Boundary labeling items
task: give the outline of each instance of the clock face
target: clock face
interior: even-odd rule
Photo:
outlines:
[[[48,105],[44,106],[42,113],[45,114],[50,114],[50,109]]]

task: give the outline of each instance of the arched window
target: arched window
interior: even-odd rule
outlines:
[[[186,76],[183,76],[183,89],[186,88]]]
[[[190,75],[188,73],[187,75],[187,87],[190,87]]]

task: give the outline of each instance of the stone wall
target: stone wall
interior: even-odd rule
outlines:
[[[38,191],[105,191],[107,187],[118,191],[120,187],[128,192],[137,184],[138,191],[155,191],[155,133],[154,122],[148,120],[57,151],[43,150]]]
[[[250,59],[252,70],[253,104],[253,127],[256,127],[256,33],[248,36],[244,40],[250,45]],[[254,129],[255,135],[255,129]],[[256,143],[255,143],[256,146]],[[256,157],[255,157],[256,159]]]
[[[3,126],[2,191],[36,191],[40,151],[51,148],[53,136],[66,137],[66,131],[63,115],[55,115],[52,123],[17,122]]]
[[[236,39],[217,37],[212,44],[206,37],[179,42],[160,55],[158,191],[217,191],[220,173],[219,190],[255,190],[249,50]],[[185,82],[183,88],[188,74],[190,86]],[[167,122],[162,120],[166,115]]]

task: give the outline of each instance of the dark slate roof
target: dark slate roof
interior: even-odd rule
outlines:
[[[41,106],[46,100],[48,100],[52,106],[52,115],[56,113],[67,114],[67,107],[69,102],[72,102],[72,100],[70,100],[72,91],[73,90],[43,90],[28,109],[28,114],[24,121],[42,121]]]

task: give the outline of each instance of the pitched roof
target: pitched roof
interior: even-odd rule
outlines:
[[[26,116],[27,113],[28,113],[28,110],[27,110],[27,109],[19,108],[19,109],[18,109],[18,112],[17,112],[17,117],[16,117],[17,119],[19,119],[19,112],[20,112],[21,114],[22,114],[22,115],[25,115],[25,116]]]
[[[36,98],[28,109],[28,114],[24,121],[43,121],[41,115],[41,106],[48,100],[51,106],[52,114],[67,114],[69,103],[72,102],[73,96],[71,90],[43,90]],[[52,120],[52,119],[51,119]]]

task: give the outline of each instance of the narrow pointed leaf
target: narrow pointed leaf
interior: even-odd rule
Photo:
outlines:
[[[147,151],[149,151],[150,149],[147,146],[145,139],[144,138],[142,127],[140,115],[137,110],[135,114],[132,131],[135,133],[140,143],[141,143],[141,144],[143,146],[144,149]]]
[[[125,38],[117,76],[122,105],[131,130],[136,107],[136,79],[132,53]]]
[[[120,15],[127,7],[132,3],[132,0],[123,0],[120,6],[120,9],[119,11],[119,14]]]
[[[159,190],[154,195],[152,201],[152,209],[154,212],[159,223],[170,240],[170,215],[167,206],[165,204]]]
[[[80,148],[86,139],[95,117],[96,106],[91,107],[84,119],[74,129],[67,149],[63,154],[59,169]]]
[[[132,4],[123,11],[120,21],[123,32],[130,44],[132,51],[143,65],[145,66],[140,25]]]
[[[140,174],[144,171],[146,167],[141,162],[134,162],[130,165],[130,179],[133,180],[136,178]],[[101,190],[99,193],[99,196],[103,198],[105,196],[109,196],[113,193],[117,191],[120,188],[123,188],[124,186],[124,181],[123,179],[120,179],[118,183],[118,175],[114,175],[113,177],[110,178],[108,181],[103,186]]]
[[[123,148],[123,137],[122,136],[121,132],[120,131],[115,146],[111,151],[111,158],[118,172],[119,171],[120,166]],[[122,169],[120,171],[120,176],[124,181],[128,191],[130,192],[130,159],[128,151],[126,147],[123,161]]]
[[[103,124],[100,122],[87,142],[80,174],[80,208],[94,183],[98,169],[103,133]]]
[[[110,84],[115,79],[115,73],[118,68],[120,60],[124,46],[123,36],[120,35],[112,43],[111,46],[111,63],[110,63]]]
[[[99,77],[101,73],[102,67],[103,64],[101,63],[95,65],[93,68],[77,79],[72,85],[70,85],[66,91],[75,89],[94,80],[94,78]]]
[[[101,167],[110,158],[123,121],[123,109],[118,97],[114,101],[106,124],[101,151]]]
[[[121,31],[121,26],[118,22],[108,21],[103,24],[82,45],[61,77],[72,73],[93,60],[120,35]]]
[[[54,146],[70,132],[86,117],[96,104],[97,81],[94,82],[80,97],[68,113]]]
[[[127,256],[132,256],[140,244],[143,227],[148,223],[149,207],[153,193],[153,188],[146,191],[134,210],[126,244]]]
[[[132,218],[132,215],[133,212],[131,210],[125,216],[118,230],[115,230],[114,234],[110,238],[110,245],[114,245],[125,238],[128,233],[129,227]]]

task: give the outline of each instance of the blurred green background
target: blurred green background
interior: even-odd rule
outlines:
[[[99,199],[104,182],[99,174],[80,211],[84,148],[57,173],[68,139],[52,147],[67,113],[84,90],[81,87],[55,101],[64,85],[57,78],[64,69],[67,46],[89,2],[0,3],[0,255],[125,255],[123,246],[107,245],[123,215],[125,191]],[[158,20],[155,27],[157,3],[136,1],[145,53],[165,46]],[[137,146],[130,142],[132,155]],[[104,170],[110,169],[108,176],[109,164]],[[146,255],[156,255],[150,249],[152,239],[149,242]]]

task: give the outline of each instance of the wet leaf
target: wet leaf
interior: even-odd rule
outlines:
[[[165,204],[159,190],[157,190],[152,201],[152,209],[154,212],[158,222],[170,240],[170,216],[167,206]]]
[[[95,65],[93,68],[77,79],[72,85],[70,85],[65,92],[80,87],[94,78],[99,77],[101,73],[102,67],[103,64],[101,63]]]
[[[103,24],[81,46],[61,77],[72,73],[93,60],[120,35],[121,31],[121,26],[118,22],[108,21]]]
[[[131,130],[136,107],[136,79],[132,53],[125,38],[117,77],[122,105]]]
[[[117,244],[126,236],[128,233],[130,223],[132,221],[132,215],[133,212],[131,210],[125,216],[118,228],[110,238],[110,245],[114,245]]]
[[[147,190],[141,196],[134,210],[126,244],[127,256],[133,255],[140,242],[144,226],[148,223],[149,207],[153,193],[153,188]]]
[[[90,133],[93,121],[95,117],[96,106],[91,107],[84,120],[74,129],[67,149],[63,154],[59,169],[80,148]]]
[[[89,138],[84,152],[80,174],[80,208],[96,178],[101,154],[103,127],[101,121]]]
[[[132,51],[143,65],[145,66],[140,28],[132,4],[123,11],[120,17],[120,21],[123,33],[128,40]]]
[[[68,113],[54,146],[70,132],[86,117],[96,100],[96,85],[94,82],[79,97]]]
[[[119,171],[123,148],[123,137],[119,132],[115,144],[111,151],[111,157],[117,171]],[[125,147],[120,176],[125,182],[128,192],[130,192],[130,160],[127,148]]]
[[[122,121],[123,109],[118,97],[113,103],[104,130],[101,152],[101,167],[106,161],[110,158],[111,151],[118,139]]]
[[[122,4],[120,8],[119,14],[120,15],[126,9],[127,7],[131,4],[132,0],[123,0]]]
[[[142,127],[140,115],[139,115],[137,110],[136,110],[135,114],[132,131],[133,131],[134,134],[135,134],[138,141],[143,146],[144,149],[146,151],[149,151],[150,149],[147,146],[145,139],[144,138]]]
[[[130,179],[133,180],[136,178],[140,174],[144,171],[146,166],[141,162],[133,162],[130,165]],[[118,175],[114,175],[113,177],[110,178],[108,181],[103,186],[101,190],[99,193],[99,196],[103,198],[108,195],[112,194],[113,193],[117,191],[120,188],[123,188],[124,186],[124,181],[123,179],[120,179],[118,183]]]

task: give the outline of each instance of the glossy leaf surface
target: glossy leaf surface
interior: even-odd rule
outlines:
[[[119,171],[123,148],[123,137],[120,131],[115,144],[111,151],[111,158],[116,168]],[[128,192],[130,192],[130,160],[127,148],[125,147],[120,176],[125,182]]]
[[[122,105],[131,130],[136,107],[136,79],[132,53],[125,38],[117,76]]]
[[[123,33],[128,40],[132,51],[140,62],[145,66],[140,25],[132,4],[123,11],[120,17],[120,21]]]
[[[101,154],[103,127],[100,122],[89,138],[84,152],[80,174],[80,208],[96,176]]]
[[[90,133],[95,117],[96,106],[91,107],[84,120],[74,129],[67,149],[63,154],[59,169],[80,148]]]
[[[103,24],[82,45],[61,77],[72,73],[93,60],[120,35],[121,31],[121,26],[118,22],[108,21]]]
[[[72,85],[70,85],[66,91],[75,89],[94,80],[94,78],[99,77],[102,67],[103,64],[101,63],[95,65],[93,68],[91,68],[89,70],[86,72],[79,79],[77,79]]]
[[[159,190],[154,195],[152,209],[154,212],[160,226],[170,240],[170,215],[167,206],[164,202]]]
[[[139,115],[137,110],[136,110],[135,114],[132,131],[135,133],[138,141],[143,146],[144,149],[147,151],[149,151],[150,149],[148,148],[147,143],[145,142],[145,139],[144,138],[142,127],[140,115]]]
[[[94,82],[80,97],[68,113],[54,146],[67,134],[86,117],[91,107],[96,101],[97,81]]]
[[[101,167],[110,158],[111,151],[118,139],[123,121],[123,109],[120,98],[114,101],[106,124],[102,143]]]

Set problem
Can you repeat, unchanged, the lines above from the one containing "task: give the outline of each instance of the glossy" through the final line, with both ends included?

Answer for this exercise
task: give the outline of each instance of the glossy leaf surface
target: glossy leaf surface
interior: even-odd rule
outlines:
[[[119,171],[123,148],[123,137],[120,131],[115,144],[111,151],[111,158],[116,168]],[[128,192],[130,192],[130,160],[127,148],[125,147],[120,176],[125,182]]]
[[[122,105],[131,130],[136,107],[136,79],[132,53],[125,38],[117,76]]]
[[[123,33],[128,40],[132,51],[140,62],[145,66],[140,25],[132,4],[123,11],[120,17],[120,21]]]
[[[101,154],[103,127],[100,122],[89,138],[84,152],[80,174],[80,208],[96,176]]]
[[[90,133],[95,117],[96,106],[91,107],[84,120],[74,129],[67,149],[63,154],[59,169],[80,148]]]
[[[103,24],[82,45],[61,77],[72,73],[93,60],[120,35],[121,31],[121,26],[118,22],[108,21]]]
[[[72,85],[70,85],[66,91],[75,89],[94,80],[94,78],[99,77],[102,67],[103,64],[101,63],[95,65],[93,68],[91,68],[89,70],[86,72],[79,79],[77,79]]]
[[[159,190],[154,195],[152,209],[154,212],[160,226],[170,240],[170,215],[167,206],[164,202]]]
[[[139,115],[137,110],[136,110],[135,114],[132,131],[135,133],[138,141],[143,146],[144,149],[147,151],[149,151],[150,149],[148,148],[147,143],[145,142],[145,139],[144,138],[142,127],[140,115]]]
[[[94,82],[80,97],[68,113],[54,146],[67,134],[86,117],[91,107],[96,101],[97,81]]]
[[[101,167],[110,158],[111,151],[118,139],[123,121],[123,109],[120,98],[114,101],[106,124],[102,143]]]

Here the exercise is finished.